Restate word for word the line containing "of the under" and all remaining lines of the entries below.

─── RECORDS FOR PROCESSING ───

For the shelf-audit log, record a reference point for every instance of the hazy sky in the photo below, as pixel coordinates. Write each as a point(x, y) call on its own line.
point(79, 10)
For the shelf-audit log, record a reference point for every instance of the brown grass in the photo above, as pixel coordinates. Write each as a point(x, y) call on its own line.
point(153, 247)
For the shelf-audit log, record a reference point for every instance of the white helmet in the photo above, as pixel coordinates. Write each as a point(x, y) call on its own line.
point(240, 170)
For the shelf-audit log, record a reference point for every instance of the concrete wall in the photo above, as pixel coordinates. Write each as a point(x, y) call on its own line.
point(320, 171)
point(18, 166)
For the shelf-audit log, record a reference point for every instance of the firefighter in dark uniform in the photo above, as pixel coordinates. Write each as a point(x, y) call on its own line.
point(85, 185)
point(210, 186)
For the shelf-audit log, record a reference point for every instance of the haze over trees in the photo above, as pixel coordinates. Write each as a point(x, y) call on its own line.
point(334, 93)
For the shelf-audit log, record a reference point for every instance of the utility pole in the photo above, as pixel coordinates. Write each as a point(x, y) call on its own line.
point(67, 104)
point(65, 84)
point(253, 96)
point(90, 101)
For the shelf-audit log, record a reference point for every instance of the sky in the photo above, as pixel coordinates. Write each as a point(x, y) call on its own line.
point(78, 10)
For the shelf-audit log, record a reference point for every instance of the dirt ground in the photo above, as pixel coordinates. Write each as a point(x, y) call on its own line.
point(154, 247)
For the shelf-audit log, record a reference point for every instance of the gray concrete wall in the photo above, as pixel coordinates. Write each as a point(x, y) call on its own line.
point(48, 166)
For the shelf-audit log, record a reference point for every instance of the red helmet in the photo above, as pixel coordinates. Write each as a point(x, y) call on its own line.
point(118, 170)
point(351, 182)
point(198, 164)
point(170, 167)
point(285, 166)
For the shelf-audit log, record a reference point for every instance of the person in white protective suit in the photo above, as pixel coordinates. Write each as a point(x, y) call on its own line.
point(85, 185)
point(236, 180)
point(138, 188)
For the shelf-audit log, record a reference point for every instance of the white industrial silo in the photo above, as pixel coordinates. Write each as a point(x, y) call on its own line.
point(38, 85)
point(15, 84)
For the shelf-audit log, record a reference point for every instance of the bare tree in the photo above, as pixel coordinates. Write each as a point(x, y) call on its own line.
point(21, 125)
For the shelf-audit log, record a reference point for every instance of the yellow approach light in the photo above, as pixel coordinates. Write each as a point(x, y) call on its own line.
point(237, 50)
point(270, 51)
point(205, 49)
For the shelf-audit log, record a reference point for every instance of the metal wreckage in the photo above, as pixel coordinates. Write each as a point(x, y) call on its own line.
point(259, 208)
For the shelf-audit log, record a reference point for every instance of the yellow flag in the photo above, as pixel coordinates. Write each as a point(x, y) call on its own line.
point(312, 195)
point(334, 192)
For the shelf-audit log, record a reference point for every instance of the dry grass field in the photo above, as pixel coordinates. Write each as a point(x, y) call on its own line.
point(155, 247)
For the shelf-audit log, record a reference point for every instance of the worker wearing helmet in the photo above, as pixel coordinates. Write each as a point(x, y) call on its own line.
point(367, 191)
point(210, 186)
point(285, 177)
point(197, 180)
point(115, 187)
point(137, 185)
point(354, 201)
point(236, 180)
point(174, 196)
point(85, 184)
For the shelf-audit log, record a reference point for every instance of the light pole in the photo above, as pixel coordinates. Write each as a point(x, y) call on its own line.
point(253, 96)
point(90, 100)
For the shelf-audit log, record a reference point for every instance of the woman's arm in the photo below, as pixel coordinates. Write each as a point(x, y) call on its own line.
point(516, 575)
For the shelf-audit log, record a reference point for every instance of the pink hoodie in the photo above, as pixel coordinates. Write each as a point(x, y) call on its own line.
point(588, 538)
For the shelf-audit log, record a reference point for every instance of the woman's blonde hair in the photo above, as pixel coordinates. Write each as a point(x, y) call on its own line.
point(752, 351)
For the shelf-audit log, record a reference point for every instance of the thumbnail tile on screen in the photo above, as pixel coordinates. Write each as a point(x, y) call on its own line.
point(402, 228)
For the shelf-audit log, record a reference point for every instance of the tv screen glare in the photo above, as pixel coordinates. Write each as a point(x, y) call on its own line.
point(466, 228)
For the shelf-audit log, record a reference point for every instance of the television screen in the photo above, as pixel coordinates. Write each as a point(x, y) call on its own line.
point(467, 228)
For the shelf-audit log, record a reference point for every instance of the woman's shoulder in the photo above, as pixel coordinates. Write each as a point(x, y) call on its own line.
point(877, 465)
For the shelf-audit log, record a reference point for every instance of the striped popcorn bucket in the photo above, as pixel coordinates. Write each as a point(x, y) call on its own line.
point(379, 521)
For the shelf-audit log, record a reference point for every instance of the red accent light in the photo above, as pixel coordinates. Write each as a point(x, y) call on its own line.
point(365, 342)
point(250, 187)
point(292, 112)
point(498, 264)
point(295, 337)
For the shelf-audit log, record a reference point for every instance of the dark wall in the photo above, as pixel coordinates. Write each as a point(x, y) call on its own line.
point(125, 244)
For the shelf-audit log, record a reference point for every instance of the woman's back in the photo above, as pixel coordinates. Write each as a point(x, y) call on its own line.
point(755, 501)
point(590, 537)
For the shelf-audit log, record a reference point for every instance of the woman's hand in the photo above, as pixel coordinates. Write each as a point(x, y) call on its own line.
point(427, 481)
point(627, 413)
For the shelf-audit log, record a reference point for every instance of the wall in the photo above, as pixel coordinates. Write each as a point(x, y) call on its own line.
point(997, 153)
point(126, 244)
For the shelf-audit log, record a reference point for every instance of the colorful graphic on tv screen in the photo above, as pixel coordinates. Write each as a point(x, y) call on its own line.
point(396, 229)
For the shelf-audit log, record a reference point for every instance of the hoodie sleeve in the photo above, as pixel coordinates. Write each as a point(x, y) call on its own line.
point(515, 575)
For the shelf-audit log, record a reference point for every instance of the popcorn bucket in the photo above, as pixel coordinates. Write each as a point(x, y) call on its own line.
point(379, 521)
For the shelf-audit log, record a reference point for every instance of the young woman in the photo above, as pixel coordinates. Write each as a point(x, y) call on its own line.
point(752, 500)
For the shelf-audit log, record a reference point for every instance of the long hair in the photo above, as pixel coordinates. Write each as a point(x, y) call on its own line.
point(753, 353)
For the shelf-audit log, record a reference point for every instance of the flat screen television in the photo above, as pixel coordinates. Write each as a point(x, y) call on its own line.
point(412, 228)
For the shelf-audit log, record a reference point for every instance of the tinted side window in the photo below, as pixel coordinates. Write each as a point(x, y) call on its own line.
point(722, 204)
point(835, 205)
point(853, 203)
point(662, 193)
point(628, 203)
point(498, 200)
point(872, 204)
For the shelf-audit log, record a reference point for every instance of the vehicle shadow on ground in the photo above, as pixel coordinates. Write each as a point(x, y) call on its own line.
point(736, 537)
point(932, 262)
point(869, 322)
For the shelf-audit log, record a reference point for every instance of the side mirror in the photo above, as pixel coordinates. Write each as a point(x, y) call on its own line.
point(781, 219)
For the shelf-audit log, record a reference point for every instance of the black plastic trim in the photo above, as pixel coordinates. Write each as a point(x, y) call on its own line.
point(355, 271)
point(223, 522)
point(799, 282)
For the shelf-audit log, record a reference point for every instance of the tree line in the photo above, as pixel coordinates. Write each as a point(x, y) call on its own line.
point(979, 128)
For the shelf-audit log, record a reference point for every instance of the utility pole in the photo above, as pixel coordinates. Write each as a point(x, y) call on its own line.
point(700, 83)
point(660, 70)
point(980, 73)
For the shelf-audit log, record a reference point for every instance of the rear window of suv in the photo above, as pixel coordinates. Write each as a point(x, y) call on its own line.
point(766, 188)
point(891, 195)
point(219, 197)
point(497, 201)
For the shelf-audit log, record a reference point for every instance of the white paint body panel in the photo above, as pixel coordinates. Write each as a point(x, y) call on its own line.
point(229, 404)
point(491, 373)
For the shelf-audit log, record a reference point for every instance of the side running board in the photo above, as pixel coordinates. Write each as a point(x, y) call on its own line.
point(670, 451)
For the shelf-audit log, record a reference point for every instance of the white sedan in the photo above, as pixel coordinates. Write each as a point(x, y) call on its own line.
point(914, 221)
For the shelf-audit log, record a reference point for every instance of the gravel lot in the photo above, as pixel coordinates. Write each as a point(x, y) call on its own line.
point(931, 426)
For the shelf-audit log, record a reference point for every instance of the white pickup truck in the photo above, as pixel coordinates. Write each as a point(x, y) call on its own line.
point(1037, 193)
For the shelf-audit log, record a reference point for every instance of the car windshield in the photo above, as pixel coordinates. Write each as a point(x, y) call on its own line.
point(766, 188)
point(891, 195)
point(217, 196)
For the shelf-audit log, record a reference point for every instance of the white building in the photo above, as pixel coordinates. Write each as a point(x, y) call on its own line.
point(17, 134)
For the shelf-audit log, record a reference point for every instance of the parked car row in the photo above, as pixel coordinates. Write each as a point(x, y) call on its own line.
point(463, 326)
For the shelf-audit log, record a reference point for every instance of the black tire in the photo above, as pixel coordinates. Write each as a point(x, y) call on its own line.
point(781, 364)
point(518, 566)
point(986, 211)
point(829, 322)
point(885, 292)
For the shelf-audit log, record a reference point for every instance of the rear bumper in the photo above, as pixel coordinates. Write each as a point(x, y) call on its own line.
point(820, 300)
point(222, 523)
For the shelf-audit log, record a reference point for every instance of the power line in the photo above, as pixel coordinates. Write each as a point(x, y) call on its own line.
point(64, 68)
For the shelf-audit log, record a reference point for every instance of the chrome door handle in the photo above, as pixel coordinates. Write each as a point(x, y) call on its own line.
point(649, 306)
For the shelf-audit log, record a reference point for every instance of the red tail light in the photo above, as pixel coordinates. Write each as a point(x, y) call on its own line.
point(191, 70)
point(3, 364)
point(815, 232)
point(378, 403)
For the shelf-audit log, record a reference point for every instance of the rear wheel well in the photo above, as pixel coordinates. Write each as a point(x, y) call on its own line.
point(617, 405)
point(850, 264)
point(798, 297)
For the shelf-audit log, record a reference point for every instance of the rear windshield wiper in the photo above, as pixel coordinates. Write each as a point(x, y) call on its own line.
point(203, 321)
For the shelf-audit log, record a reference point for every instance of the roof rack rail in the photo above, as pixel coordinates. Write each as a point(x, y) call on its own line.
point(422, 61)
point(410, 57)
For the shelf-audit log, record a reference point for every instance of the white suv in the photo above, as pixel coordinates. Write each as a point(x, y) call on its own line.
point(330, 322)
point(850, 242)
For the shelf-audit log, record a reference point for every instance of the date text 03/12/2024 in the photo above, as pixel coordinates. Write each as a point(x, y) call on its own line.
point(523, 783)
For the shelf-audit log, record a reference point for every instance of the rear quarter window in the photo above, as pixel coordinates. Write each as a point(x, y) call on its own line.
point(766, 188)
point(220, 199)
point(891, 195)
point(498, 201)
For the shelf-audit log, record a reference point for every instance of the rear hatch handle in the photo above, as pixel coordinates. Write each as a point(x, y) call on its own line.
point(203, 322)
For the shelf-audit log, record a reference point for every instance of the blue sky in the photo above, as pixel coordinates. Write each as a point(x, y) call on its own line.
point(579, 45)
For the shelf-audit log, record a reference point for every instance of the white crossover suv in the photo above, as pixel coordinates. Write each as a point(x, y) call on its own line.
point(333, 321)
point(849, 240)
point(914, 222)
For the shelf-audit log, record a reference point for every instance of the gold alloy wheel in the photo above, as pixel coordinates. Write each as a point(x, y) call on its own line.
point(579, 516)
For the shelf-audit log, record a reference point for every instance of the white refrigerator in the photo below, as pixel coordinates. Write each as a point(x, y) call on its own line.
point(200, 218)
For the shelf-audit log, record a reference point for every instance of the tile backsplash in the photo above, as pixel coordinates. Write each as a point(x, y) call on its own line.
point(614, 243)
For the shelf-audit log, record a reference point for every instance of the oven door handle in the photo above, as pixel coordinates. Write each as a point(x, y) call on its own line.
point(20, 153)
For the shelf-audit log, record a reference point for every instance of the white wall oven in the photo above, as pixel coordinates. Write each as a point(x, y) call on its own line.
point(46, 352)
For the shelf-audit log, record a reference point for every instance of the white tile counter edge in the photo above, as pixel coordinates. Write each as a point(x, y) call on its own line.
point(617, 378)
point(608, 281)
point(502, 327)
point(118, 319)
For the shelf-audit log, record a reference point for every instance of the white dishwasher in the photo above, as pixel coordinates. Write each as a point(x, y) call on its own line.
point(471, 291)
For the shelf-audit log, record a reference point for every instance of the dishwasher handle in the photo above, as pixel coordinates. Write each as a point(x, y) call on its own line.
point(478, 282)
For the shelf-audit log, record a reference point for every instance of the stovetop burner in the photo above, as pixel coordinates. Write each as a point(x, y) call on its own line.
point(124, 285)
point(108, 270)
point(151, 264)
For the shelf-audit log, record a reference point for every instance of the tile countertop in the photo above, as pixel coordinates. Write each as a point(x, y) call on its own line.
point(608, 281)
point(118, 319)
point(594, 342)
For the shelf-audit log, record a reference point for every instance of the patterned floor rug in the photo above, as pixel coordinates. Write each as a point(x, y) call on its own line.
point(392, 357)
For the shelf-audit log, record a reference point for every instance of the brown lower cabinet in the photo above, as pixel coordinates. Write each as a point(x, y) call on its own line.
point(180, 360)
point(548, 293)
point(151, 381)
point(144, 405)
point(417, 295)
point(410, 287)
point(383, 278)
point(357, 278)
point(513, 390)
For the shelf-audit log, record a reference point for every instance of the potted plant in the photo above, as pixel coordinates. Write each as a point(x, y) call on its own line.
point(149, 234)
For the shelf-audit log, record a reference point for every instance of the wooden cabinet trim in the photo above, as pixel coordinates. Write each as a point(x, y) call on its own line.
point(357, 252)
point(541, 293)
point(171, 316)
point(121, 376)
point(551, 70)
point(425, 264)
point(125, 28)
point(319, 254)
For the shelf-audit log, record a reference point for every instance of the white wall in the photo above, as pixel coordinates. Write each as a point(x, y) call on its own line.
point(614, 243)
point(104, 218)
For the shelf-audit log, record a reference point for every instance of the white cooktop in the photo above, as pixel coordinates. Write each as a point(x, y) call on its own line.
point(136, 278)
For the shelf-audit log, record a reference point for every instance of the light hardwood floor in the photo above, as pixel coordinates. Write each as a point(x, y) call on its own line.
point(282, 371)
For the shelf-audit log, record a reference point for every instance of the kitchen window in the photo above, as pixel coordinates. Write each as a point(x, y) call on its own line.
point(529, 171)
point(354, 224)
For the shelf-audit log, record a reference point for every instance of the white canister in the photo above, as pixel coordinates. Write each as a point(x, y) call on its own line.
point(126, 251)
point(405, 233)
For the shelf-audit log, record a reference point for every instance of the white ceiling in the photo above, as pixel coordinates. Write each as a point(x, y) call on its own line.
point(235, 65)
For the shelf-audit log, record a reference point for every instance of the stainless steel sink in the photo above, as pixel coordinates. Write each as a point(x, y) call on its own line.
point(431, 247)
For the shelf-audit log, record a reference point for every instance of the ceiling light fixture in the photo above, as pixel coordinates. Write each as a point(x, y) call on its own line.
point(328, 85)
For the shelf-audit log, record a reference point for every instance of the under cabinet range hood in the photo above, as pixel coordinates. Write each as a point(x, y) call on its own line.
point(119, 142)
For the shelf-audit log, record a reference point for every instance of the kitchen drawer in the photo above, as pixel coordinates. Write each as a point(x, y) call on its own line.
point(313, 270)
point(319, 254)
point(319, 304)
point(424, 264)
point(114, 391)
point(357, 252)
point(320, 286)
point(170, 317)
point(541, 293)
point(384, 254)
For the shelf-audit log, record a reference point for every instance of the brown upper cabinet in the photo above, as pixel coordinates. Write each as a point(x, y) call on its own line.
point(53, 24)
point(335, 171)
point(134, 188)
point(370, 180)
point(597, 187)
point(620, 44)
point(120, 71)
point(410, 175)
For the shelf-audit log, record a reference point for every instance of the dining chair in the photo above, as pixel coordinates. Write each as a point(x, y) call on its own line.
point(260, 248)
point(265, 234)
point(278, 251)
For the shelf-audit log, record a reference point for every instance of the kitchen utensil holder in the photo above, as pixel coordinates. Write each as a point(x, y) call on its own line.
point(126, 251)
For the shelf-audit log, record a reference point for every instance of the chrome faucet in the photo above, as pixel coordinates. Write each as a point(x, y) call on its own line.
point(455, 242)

───

**FINAL ANSWER**
For the shelf-audit log, record a reference point for every instance of the under cabinet range hood in the photo above, as pixel coordinates. Write each as a point(x, y) call on its own line.
point(119, 142)
For the shelf-audit log, record a reference point for every instance of the kitchen drawer in the photo above, as pixel coordinates. Write each as a point(x, y) call on its own line.
point(313, 270)
point(319, 254)
point(319, 304)
point(424, 264)
point(114, 391)
point(357, 252)
point(320, 286)
point(170, 317)
point(541, 293)
point(384, 254)
For the shelf-audit log, record a reference point for every instance of the brown upper cabinet in the photo above, as pixel coordinates. Write each as a point(x, y) call on its own line.
point(53, 24)
point(335, 171)
point(134, 188)
point(370, 180)
point(597, 187)
point(620, 44)
point(120, 71)
point(410, 175)
For the shelf-audit log, record a reference point for every instance of the dining chair in the photo above, as pixel coordinates. Write each as a point(x, y) call on its own line.
point(260, 248)
point(265, 234)
point(278, 251)
For the shelf-audit log, record a reference point for every instance of the kitchen utensil holder in the photo above, as pixel coordinates. Write each as a point(x, y) call on its own line.
point(126, 251)
For the shelf-audit log, record a reference point for every instance of the chrome faucet in the photo above, as pixel coordinates. Write each as a point(x, y) call on its own line.
point(455, 242)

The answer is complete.